Descriveremo, nel presente documento, la concezione di Kaspersky Lab in merito ad una soluzione di sicurezza Anti-APT specializzata, di elevata qualità. Come efficace esempio di attacco mirato prenderemo una delle APT attualmente più note, ovvero Dark Hotel2. Questo grave attacco informatico, progettato e condotto con estrema cura dai malintenzionati, al pari di numerosi altri, eseguiti in precedenza (Careto, NetTraveler, Red October)3, è stato scoperto dagli esperti di Kaspersky Lab.
Fasi tipiche di un attacco APT
Figura 1. Le varie fasi di preparazione, elaborazione ed esecuzione di un attacco APT
Qualsiasi attacco mirato inizia con specifiche attività di ricognizione. Durante questa fase preliminare gli attori APT ottengono, ad esempio, le informazioni relative ai dipendenti chiave della società presa di mira, ovvero coloro che hanno accesso a dati sensibili particolarmente “pregiati”; nell’occasione, magari, gli attacker si “premurano” ugualmente di scoprire quali sono le tipologie di e-mail che suscitano in particolar modo l’interesse delle figure chiave dell’azienda; inoltre, ogni volta che si rivela possibile, i malfattori “assaggiano” in anticipo le caratteristiche dell’infrastruttura IT della vittima. Nella maggior parte dei casi tali attività preliminari vengono condotte senza ricorrere all’utilizzo di mezzi tecnici; per questo motivo risulta in pratica quasi impossibile accorgersi di esse mediante l’esclusivo impiego di software di vario genere. È di sicuro più appropriato, nella circostanza, parlare di controspionaggio, così come mettere in causa il grado di qualità complessivo della divisione che si occupa delle tematiche di sicurezza.

> LAVORO DA SVOLGERE
a. Ripeti alla lettera il passo del testo di partenza compreso tra "Descriveremo, nel presente" e "di Kaspersky Lab.", estremi inclusi.
b. Rispondi a queste domande basandoti sul testo di partenza:
(i) Da chi è stato scoperto l'attacco informatico preso come esempio?
(ii) Con quale tipo di attività inizia qualsiasi attacco mirato?
(iii) Di che cosa è più appropriato parlare, secondo il testo, dato che le attività preliminari sono quasi impossibili da rilevare con il software?
I record sono materiale a sé, distinto dal testo di partenza.

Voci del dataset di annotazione
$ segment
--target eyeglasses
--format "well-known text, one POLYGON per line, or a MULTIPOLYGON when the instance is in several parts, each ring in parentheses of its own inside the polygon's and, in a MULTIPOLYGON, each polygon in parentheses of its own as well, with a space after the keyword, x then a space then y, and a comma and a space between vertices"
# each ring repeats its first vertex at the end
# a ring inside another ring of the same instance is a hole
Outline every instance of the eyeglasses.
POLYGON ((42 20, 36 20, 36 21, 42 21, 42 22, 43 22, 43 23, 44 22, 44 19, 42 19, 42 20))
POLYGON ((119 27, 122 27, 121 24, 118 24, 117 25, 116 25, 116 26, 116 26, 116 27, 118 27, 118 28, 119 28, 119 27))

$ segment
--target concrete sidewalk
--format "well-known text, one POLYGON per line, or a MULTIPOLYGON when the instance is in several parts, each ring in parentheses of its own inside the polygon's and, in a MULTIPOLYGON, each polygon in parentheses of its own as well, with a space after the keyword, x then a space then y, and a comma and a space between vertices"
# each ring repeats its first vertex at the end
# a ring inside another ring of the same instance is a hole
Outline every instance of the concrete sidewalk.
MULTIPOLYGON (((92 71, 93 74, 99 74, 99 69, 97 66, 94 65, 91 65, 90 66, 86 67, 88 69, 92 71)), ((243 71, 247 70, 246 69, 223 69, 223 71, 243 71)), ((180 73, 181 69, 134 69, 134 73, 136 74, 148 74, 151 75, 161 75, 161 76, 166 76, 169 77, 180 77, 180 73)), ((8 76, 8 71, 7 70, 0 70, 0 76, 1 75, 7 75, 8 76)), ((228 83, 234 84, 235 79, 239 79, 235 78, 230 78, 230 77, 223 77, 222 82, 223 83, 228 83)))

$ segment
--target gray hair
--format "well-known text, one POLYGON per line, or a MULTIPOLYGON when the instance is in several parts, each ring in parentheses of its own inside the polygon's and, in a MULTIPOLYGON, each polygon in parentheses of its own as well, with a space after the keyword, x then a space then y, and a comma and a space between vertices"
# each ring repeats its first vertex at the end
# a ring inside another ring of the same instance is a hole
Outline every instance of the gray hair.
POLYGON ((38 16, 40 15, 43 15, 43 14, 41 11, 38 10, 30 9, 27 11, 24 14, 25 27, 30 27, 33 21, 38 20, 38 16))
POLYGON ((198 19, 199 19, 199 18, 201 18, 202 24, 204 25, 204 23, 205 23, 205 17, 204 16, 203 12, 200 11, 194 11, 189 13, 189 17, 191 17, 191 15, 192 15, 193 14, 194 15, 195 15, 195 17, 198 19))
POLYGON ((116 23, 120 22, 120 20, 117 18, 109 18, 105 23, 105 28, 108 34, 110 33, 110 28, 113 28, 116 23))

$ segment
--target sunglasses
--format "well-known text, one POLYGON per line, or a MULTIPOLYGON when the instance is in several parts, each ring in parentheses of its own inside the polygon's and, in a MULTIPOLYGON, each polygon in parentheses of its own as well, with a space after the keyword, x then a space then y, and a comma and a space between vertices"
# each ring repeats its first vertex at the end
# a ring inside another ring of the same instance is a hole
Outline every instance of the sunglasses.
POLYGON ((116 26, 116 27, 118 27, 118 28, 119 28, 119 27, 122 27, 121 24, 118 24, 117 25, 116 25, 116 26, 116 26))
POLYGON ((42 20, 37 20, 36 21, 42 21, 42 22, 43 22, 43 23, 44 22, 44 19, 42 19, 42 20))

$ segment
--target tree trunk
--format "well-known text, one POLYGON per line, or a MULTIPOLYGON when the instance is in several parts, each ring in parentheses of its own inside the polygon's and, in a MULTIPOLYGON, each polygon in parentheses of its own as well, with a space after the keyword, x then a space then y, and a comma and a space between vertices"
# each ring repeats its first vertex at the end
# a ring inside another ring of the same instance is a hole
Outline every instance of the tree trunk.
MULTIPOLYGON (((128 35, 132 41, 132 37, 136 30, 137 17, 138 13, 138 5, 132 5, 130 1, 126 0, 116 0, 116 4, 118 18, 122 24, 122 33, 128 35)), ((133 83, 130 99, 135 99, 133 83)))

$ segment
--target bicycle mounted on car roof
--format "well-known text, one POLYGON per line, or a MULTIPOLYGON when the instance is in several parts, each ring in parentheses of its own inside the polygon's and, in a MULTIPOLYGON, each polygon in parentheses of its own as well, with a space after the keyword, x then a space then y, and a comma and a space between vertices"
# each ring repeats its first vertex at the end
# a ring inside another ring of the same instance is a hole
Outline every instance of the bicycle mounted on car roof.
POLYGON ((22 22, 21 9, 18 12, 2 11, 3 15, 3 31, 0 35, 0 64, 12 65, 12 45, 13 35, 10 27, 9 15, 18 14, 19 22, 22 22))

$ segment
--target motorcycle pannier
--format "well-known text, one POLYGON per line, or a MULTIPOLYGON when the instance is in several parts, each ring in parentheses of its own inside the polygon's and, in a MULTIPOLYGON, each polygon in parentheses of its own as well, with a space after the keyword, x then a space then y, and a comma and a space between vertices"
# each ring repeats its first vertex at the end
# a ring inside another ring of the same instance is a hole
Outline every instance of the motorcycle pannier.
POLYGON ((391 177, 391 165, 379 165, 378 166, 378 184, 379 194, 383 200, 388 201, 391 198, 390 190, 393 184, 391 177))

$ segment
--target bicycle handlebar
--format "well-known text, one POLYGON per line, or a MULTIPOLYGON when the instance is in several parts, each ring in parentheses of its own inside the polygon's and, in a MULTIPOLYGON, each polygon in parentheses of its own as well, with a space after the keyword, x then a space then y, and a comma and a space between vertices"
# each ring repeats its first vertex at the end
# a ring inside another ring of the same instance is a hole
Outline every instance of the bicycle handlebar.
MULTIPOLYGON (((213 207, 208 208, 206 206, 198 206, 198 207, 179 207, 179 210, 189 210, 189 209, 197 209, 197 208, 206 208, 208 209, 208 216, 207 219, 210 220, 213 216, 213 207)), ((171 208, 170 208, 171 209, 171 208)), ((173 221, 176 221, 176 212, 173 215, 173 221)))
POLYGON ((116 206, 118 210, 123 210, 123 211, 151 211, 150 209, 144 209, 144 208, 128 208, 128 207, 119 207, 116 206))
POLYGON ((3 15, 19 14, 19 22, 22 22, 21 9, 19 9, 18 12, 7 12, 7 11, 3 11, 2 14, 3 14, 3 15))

> RISPOSTE COMPLETE
a.
Descriveremo, nel presente documento, la concezione di Kaspersky Lab in merito ad una soluzione di sicurezza Anti-APT specializzata, di elevata qualità. Come efficace esempio di attacco mirato prenderemo una delle APT attualmente più note, ovvero Dark Hotel2. Questo grave attacco informatico, progettato e condotto con estrema cura dai malintenzionati, al pari di numerosi altri, eseguiti in precedenza (Careto, NetTraveler, Red October)3, è stato scoperto dagli esperti di Kaspersky Lab.

b.
(i) Dagli esperti di Kaspersky Lab.
(ii) Con specifiche attività di ricognizione.
(iii) Di controspionaggio.